Work to be completed:
Everything from the line that contains "I would be grateful if you could mark the boy" through the last line of the listing must be copied exactly, with both of those lines included and no others.

Information supplied:
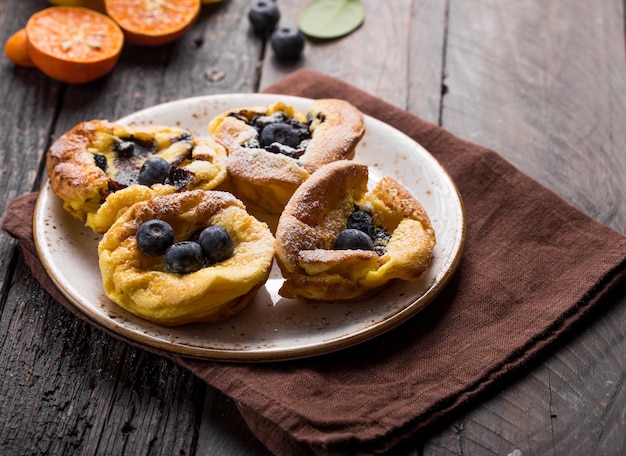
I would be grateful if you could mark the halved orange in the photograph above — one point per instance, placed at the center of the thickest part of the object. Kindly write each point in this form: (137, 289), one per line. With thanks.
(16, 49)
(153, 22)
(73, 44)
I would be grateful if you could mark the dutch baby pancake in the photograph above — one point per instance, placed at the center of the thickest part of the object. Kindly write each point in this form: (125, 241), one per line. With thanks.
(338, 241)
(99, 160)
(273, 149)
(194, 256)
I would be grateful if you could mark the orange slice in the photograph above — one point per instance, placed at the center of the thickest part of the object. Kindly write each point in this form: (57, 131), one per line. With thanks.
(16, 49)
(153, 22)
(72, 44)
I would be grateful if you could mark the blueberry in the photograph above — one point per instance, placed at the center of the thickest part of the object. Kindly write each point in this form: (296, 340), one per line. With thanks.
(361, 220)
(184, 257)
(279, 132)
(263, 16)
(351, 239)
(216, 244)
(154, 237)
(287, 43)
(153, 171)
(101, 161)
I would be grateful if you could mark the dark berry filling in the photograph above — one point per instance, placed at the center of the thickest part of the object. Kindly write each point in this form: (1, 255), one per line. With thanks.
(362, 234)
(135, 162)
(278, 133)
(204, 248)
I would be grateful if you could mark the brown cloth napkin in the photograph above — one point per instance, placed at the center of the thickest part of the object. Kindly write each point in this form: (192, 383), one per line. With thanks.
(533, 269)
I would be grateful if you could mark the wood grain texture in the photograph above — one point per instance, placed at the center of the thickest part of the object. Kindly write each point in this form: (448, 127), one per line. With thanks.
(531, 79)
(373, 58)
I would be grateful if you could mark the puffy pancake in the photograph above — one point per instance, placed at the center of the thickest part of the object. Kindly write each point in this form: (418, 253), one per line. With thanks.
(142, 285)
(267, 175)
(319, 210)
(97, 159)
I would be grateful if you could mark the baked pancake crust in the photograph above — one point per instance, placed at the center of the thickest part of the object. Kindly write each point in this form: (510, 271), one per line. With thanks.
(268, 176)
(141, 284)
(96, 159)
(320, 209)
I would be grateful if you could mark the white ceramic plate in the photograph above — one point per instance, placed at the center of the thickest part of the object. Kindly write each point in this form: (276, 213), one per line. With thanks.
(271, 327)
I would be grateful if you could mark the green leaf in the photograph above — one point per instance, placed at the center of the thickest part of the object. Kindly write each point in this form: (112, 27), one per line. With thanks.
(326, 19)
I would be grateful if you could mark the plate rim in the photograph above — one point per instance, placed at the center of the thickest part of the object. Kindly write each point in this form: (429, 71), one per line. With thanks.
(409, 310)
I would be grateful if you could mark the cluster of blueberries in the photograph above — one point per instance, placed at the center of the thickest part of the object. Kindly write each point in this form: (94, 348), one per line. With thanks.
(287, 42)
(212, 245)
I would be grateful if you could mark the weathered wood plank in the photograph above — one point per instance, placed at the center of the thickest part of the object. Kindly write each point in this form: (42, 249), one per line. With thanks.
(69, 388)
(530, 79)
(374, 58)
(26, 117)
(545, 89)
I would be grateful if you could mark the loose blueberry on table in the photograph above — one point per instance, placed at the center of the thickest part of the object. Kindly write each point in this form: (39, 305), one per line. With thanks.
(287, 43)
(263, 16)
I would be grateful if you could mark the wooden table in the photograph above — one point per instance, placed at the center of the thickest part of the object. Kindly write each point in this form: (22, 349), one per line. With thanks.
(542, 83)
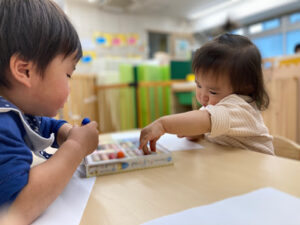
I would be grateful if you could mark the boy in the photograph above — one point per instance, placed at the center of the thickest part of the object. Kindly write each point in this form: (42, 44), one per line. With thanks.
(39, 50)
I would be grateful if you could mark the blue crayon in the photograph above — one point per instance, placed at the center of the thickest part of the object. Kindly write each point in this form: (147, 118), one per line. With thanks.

Expected answer:
I would be grateful if you could mark the boy in the photograph above — one point per instance, placed at the center of the thickest part of the object. Kindly write each point in this form: (42, 44), one per line. With thanks.
(39, 50)
I would be grateful if you could mark the blue crayon in the photograph above — one point per instance, placed at the center of the thickest part of the object. Kindly write each point in this form: (147, 118), one per line. With thanks.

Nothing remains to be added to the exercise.